** Excerpts of location labeling data **
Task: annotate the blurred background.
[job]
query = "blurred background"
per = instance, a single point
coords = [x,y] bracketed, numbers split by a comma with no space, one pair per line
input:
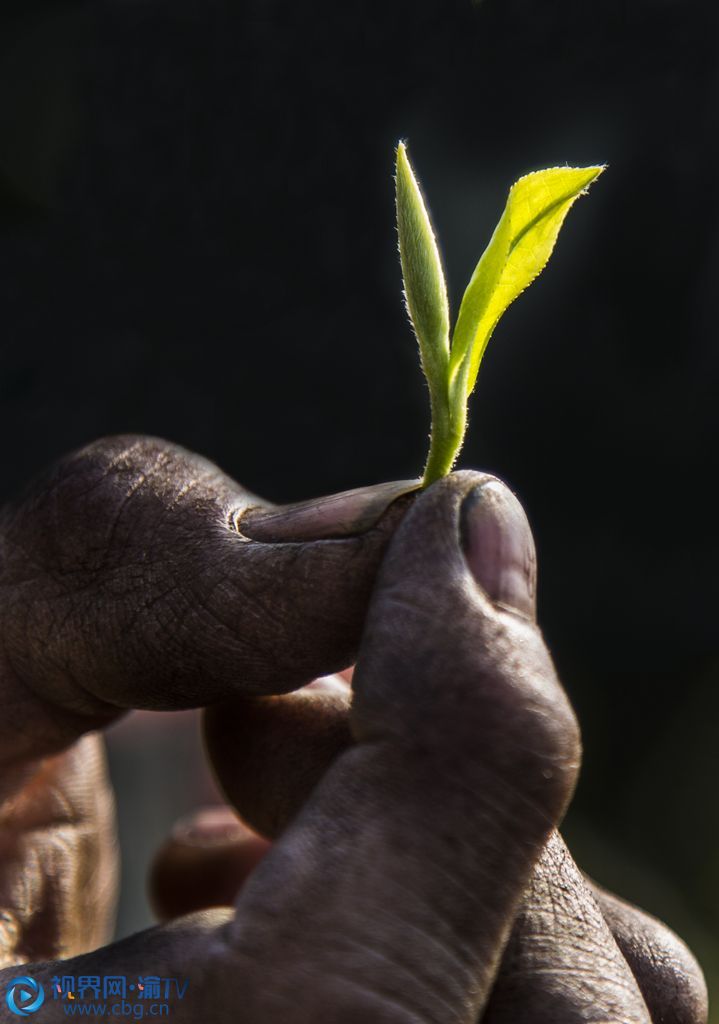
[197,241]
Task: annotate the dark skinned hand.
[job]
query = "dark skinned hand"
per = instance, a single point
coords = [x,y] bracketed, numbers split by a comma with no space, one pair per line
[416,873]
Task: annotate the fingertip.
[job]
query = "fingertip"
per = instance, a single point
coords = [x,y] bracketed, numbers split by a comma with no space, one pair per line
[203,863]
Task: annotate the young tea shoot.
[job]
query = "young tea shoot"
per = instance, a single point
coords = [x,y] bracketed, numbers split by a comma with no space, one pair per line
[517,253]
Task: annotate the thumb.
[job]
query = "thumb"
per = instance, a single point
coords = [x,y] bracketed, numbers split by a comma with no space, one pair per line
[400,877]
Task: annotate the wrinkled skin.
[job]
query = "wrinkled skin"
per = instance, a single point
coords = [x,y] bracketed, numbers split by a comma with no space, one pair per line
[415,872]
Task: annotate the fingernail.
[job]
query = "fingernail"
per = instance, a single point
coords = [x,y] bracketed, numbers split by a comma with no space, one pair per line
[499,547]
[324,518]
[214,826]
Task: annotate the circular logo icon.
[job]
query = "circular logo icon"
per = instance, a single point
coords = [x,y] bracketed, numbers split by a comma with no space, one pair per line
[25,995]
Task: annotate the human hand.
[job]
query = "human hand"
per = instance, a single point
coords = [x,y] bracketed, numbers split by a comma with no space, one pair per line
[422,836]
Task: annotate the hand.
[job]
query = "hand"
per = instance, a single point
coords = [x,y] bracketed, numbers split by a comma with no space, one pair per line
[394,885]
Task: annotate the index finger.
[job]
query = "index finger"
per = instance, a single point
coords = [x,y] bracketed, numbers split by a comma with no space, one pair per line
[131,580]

** Written task **
Rewrite in full every line from the one containing "Task: annotate the hand." through the last line. Scale each coordinate in the answers by 1.45, rounding to whole numbers with halves rounded up.

** Completed task **
Task: annotate the hand.
[job]
query = "hand"
per = instance, a single point
coords = [x,y] bracketed, numbers split by a comma with no space, one pair per line
[571,1283]
Task: annotate the index finger.
[job]
query = "index finger"
per = instance, a single point
coords = [x,y] bracketed, numbers split by a comma with no space, one pair per line
[190,841]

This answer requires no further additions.